* start Quoted passage *

Good security procedures for Kubernetes operators - Course Monster Blog

What are Kubernetes Operators?

A Kubernetes operator is a way to package, deploy, and manage a Kubernetes application. A Kubernetes application is deployed on Kubernetes and managed using the Kubernetes API. Operators automate the management of applications or service life cycles on behalf of a human operator, allowing for automation at every level of the stack—from managing the platform’s components to managed services.

For faster installation and more frequent, robust upgrades, engineering teams may use the power of Operators, which provide autonomous administration by exposing settings directly through Kubernetes objects. In addition to the platform management automation benefits for Operators, Red Hat OpenShift makes it easy to identify, deploy, and manage Operators operating on clusters.

Using Operators in Red Hat OpenShift

OpenShift is an enterprise Kubernetes platform for managing hybrid cloud installations that include full-stack automated operations.

The integrated OperatorHub, a register of operators from various software companies and open source projects, is included in Red Hat OpenShift. The OperatorHub allows you to browse and install a library of operators that have been confirmed to operate with Red Hat OpenShift and packaged for simpler lifecycle management.

Depending on the objective, OpenShift provides two distinct mechanisms for managing operators:

Platform Operators, They are handled by the Cluster Version Operator (CVO) and are installed by default to conducting cluster functions
Add-on Operators, which are controlled by Operator Lifecycle Manager (OLM) can be made available for usage in user applications.

Furthermore, appropriately privileged individuals can manage operators using other ways, such as YAML files or helm charts.

Why is security important to Operators?

Operators are being used by more engineering teams to deploy in production settings. While the full potential of Operators has yet to be realized, it is critical not to lose sight of the benefits of incorporating more secure code and procedures as early in the development process as feasible.

Good security practices for Operators

Minimize cluster-scope and namespace-scope permissions

There are two types of classification for Operators:

Namespace-scoped – The operator monitors and maintains resources inside a namespace and requires rights to do so.
- There are several subtypes of this:
  - in a single, prenamed namespace chosen by the developer
  - in a single namespace specified upon installation
  - in many namespaces
Cluster-scoped – monitors and maintains resources throughout or across all namespaces inside a cluster, requiring cluster-scoped rights to do so.

* end Quoted passage *
* start Recorded information *

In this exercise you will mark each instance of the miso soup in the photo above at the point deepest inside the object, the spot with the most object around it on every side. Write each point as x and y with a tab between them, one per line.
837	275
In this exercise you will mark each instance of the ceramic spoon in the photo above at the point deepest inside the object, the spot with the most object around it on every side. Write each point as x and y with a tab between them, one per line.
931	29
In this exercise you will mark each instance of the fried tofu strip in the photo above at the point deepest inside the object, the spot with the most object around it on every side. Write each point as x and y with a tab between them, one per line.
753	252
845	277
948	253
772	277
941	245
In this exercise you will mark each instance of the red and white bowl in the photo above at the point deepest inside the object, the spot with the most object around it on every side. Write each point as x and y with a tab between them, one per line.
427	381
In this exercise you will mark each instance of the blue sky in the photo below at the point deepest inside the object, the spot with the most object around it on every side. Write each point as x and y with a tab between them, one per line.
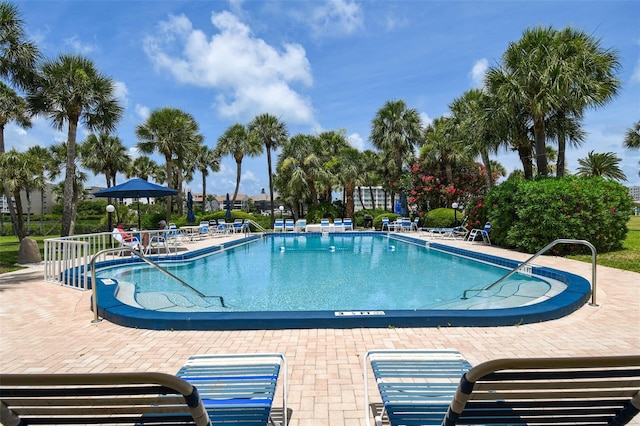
318	65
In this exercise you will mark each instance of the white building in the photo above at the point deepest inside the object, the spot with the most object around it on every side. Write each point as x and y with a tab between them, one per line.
369	196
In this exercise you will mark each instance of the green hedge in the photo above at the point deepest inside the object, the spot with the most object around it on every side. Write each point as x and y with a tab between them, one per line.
442	218
528	215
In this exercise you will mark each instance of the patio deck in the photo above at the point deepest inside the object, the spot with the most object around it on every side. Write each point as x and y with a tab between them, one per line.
46	328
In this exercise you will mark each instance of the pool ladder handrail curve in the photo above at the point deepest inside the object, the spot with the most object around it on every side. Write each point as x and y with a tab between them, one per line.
94	285
257	225
542	251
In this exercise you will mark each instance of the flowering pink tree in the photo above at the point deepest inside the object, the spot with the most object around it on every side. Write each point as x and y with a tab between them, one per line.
429	187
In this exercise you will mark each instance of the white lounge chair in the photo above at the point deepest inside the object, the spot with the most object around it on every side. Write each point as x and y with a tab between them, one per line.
289	225
348	224
484	233
130	241
238	389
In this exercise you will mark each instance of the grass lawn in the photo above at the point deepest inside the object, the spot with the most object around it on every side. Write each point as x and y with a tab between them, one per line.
628	258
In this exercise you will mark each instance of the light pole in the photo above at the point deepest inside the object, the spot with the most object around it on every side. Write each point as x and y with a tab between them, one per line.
455	213
110	210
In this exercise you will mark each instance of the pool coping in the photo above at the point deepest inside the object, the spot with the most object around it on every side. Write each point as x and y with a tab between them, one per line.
571	299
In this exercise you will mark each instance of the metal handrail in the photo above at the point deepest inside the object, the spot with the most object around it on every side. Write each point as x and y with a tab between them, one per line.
542	251
94	284
257	225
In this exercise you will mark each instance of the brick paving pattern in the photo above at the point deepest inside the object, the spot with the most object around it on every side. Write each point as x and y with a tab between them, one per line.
45	328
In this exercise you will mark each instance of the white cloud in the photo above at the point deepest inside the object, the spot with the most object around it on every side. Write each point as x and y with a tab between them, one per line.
251	76
635	76
478	72
143	111
336	18
426	120
356	141
78	46
121	92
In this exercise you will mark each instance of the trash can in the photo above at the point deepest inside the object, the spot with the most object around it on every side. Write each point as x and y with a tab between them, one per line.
367	221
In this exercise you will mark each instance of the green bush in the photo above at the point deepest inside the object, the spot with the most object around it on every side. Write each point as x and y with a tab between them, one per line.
377	220
442	218
528	215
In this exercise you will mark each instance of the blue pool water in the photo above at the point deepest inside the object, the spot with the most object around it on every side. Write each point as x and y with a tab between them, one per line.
363	279
338	272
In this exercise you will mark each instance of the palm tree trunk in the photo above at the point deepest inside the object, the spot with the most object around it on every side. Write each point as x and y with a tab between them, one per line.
69	180
238	175
562	147
541	148
204	191
18	223
525	158
268	146
373	200
169	164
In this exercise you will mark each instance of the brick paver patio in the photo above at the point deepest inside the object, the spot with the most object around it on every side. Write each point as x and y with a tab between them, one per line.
47	328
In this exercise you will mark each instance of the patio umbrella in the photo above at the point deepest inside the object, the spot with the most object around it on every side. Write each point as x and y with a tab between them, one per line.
191	217
136	188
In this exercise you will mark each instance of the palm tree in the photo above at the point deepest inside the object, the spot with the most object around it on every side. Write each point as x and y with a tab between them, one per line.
272	133
469	113
396	130
347	166
632	137
40	159
105	154
238	142
18	58
71	90
18	55
16	176
172	133
142	167
370	161
585	77
302	161
549	71
207	159
444	145
601	164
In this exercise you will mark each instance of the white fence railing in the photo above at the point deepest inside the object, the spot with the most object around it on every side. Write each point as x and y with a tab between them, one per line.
73	254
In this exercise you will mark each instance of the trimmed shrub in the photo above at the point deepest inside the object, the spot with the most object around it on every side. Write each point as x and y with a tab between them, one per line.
442	218
528	215
377	220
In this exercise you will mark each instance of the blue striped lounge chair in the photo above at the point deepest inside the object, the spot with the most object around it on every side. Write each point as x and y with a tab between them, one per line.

* end Recorded information *

What to work on:
A. Answer these questions from the Kubernetes operators article:
(i) What manages Platform Operators?
(ii) According to the article, what is the OperatorHub?
(iii) What rights does a cluster-scoped operator require?
B. Reproduce the Kubernetes operators article between "Depending on the" and "in user applications.", inclusive.

Answers given:
A.
(i) The Cluster Version Operator (CVO).
(ii) A register of operators from various software companies and open source projects.
(iii) Cluster-scoped rights.

B.
Depending on the objective, OpenShift provides two distinct mechanisms for managing operators:

Platform Operators, They are handled by the Cluster Version Operator (CVO) and are installed by default to conducting cluster functions
Add-on Operators, which are controlled by Operator Lifecycle Manager (OLM) can be made available for usage in user applications.